# Doser questions.



## Sunstar (Jul 29, 2008)

I am considering a doser, I seem to be going through alk like water in a sieve. 

I want to know what is a good doser, why... and hwere I could find one perhaps inexpensively. 

my reasoning behind a doser is as a cook, I sometimes find it really hard to get on top of my dosing as I should... I was doing it sort of once a week - if I remembered, relying more on my water changes for the work, however, finding my alk at a bare 5 was shocking, I have since increased it close to normal, but it keeps falling fast.

I have a couple large monticaps and a huge trumpet, a huge hammer and my tank is a small 10g. It may seem a bit overkill, however I may upgrade one day to a larger system.


----------



## do_0b (Mar 3, 2008)

If youre looking for a cheap doser that does the job it would be the jebao ones i believe. If youre looking more features the sun kore 5th is a nice doser, comes with 5 dosing pumps, ATO, temp probe, and has Bluetooth connectivity.


----------



## Sunstar (Jul 29, 2008)

do_0b said:


> If youre looking for a cheap doser that does the job it would be the jebao ones i believe. If youre looking more features the sun kore 5th is a nice doser, comes with 5 dosing pumps, ATO, temp probe, and has Bluetooth connectivity.


Do you have a link to where I could find one? I may consider it.


----------



## do_0b (Mar 3, 2008)

Sunstar said:


> Do you have a link to where I could find one? I may consider it.


http://www.incredibleaquarium.com/index.php?main_page=index&cPath=166_307


----------



## someguy (Sep 7, 2009)
- - -
* _Request 1_: In the doser thread, what features does the sun kore 5th come with?
* _Request 2_: Reproduce the doser thread word for word, starting at "# Doser questions." and continuing up to and including "one perhaps inexpensively.".
- - -
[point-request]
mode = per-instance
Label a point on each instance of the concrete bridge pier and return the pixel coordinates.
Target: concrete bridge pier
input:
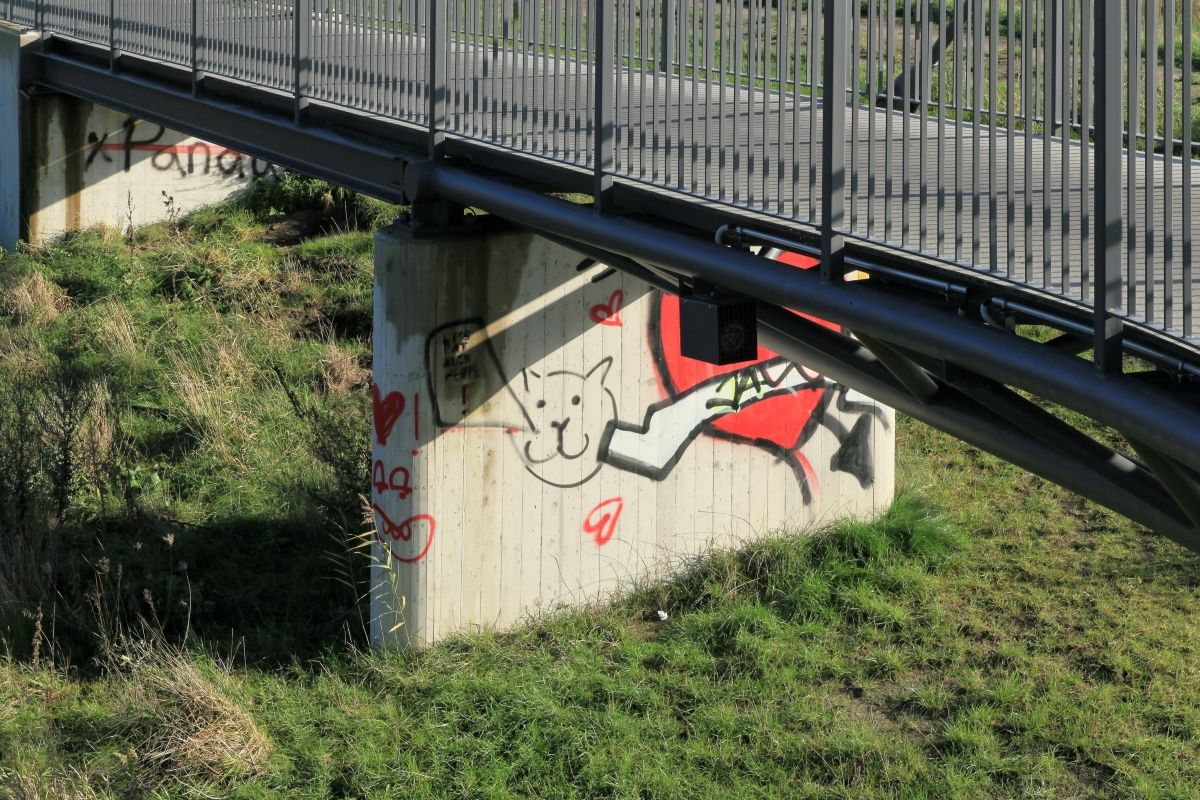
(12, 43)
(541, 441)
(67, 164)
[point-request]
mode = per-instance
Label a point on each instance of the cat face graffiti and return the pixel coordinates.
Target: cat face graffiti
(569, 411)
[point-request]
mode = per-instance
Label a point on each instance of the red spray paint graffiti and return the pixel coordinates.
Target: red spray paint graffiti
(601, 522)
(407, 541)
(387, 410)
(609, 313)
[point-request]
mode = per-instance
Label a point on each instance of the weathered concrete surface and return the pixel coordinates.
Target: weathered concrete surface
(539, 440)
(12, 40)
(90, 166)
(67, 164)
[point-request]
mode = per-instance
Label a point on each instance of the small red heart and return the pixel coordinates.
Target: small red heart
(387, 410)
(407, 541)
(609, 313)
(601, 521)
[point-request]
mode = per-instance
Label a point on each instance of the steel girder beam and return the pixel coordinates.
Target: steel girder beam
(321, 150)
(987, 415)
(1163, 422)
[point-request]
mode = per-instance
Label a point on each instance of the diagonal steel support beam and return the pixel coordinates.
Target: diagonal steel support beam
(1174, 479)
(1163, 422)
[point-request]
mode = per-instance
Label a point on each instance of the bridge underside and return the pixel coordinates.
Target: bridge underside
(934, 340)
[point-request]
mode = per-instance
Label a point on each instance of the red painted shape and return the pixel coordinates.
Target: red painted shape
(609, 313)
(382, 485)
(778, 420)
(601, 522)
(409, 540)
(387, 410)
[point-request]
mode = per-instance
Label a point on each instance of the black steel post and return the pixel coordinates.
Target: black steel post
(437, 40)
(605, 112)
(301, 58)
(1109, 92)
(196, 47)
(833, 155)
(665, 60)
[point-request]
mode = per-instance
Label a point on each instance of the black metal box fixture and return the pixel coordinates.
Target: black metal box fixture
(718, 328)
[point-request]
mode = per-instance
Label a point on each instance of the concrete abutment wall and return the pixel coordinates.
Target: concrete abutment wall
- - -
* _Full answer 1_: It comes with 5 dosing pumps, ATO, a temp probe, and Bluetooth connectivity.

* _Full answer 2_:
# Doser questions.



## Sunstar (Jul 29, 2008)

I am considering a doser, I seem to be going through alk like water in a sieve. 

I want to know what is a good doser, why... and hwere I could find one perhaps inexpensively.